◆ Work to complete
A single number is wanted: how many lines of the data below include the string "given"?

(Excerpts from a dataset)
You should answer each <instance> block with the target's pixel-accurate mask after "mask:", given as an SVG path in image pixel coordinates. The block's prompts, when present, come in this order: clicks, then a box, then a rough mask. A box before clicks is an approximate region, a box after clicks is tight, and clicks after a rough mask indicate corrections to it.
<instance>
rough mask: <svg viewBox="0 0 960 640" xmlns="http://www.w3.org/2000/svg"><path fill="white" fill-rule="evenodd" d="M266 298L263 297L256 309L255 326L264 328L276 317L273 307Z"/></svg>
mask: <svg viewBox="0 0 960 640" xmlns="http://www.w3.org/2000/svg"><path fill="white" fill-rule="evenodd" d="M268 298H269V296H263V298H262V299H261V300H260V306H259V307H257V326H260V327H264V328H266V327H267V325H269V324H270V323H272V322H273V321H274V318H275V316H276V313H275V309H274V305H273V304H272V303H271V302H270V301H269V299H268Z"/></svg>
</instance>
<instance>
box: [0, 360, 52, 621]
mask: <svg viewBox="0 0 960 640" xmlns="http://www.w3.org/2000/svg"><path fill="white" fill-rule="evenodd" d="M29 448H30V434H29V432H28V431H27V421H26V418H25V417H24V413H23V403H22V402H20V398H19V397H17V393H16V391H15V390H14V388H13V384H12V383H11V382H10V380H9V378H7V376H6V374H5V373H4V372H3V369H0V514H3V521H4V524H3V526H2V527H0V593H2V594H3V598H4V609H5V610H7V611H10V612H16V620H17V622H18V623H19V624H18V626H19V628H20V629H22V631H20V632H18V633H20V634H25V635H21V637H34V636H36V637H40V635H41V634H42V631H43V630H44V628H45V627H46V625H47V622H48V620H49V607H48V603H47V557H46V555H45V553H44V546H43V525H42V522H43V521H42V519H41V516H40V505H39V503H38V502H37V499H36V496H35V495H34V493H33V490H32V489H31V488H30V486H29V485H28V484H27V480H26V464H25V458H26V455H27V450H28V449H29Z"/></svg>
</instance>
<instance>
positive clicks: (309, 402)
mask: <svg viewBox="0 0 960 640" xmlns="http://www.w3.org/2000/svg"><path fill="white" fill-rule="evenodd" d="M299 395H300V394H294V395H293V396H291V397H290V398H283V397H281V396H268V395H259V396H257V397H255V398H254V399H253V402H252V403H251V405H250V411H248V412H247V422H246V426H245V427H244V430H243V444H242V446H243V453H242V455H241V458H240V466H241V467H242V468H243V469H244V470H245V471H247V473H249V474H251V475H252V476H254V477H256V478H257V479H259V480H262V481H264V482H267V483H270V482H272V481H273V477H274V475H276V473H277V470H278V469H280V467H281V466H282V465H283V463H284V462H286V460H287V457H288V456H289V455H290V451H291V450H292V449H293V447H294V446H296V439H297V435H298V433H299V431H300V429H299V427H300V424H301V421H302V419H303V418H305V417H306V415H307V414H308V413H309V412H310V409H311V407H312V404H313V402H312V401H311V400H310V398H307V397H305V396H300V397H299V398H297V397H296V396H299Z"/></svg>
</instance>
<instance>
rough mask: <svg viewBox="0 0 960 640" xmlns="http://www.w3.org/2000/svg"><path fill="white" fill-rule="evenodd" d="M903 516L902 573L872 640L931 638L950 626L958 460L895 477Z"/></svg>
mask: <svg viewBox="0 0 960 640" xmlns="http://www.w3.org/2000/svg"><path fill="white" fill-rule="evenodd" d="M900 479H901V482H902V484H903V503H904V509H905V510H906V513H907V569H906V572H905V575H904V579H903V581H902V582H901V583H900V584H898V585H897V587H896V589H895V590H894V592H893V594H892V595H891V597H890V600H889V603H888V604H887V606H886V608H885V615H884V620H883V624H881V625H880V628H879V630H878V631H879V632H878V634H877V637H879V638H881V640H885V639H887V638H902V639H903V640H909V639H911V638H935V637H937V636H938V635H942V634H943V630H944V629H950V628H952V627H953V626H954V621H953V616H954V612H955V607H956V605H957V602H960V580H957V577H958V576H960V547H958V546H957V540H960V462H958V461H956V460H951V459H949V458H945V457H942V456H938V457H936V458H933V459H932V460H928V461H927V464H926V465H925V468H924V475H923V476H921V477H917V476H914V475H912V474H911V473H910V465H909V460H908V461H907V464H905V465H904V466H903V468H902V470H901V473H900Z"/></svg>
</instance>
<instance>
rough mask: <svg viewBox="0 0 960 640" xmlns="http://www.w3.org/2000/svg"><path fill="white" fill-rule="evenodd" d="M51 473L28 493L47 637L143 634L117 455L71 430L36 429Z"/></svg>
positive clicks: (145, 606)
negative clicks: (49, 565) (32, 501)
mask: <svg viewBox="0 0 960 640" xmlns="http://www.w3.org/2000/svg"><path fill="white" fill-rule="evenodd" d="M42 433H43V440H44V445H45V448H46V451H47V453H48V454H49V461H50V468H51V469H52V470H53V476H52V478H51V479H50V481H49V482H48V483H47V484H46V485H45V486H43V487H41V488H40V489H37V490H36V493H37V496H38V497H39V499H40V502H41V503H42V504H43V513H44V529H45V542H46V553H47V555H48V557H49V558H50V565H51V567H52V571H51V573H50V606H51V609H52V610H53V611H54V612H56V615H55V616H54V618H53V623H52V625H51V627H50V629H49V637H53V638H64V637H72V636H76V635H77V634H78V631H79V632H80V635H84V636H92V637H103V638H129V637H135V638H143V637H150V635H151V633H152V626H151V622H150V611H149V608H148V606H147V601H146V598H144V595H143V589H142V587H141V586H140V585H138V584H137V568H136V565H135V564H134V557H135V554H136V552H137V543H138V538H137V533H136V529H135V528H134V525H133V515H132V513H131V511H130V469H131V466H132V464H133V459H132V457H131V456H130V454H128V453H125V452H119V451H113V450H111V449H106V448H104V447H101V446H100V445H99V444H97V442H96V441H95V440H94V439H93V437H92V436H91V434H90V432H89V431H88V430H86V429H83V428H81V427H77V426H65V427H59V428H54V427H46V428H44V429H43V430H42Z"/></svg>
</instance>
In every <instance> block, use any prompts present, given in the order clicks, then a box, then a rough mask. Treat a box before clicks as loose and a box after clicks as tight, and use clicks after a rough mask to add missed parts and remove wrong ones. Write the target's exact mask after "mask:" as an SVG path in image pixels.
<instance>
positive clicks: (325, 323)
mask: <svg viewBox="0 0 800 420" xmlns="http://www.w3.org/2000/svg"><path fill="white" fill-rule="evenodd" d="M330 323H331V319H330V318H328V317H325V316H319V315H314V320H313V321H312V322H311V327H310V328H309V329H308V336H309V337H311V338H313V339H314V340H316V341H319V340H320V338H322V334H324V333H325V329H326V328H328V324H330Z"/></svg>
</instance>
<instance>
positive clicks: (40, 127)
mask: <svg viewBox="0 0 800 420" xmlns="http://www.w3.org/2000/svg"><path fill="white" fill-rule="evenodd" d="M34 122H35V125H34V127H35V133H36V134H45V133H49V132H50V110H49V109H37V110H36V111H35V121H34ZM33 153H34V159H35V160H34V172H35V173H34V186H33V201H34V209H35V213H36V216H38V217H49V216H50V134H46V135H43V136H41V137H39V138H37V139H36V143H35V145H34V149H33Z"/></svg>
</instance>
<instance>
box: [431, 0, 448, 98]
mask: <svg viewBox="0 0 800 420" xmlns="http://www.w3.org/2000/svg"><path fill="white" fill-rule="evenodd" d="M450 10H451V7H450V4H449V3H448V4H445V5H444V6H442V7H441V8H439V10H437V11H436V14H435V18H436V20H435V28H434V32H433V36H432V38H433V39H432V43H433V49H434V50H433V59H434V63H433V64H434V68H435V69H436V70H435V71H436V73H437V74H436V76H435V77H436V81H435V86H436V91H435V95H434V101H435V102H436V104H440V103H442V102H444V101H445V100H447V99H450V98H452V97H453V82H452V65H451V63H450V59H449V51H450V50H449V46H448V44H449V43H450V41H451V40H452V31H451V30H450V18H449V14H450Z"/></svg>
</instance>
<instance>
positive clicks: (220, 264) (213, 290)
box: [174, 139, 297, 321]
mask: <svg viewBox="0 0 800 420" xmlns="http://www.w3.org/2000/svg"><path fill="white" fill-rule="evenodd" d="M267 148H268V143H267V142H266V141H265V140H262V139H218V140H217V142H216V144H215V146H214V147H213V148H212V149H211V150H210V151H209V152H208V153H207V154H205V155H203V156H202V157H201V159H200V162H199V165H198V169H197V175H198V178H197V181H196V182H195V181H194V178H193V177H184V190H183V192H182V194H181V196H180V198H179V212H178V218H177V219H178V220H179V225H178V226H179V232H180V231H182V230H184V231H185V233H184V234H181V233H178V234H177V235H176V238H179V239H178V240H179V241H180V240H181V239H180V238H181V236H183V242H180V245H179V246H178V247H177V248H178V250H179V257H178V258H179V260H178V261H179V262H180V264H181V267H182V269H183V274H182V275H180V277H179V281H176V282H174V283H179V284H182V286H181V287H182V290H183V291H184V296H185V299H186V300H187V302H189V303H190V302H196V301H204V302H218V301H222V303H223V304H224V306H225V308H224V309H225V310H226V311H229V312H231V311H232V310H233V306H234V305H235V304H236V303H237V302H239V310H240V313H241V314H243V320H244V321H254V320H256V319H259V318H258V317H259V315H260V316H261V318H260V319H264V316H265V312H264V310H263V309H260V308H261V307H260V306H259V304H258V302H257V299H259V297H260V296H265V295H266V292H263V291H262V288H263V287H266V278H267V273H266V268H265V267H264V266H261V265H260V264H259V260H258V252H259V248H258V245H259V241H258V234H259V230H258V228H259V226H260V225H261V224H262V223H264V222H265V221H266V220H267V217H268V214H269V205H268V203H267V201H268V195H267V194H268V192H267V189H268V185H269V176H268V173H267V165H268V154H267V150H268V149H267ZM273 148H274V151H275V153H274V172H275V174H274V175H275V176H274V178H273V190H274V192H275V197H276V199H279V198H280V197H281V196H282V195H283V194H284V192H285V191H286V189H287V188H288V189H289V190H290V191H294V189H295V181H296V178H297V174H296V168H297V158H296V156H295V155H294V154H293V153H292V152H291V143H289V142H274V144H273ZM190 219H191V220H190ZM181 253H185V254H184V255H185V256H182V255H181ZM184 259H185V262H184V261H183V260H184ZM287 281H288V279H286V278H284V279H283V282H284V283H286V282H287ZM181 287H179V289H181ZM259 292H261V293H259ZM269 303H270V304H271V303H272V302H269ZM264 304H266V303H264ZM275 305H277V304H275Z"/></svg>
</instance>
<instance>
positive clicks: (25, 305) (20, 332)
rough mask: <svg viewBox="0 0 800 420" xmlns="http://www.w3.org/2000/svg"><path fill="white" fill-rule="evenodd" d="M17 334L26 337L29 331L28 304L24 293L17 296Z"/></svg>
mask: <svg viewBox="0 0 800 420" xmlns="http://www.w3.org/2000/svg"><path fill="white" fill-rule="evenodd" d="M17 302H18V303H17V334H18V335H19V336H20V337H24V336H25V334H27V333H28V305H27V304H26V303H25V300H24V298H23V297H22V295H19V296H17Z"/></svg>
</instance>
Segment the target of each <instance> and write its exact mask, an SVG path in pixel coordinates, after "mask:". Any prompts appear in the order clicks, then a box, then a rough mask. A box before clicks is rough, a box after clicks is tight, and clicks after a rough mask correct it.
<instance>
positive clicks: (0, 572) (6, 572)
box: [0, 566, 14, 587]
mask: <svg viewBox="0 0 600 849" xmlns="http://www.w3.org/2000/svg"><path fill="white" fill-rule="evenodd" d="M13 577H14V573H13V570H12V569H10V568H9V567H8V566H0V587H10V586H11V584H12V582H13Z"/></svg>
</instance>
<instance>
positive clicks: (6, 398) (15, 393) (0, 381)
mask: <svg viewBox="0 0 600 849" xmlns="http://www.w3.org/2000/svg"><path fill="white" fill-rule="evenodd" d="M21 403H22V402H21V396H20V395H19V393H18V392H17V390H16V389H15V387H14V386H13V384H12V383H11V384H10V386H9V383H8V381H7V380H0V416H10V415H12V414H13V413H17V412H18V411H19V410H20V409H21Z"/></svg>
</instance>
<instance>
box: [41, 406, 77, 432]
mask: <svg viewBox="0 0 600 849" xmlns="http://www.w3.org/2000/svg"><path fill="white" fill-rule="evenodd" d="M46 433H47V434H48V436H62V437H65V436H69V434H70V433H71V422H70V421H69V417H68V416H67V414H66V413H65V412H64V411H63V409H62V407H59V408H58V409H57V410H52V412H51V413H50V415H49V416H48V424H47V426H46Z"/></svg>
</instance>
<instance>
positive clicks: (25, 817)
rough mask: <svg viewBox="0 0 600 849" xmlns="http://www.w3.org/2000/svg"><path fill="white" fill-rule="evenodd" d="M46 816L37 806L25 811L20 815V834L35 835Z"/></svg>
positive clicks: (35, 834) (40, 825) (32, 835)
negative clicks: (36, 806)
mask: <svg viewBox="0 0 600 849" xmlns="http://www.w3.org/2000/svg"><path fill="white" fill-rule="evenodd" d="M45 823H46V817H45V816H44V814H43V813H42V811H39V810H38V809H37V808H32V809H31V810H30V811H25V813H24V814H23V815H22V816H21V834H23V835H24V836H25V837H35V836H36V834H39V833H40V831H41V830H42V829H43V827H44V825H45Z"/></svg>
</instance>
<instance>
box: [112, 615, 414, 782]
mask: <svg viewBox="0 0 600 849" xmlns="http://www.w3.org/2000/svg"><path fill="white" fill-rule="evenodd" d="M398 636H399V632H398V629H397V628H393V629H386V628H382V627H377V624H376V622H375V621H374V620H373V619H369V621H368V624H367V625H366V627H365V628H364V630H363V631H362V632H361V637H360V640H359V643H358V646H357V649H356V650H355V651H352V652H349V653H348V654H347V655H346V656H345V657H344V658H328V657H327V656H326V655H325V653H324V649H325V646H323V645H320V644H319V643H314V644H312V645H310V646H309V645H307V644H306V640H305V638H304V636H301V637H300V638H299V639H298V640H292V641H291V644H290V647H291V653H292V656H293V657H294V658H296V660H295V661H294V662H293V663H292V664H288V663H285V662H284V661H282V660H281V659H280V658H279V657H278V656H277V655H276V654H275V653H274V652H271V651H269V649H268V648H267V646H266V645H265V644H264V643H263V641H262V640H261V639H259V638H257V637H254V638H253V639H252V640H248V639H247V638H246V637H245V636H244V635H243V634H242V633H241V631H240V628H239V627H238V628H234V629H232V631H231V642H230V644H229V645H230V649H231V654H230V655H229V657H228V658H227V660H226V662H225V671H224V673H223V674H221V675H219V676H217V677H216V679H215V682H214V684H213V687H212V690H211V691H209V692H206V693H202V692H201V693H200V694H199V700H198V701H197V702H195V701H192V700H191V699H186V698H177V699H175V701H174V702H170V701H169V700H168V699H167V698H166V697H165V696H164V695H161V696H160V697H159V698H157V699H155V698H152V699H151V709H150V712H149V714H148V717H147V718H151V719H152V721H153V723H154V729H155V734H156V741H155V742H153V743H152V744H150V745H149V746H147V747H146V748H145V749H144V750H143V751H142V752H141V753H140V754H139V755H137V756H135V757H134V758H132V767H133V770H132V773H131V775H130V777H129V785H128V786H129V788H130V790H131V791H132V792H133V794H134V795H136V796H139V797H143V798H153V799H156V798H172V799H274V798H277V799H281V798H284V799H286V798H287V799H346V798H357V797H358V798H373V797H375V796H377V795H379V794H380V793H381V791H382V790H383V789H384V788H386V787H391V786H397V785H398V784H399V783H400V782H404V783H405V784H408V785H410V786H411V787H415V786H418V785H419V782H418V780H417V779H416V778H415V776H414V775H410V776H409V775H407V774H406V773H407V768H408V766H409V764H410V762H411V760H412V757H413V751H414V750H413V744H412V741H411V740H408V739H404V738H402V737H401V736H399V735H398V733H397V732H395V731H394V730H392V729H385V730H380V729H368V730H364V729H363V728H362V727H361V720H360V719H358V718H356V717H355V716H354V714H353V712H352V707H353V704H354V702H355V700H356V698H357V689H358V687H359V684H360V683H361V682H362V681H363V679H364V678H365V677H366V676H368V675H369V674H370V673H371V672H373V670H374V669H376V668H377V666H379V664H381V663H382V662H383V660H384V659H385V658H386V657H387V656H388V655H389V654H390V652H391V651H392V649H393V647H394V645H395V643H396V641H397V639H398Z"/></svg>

◆ Reply
2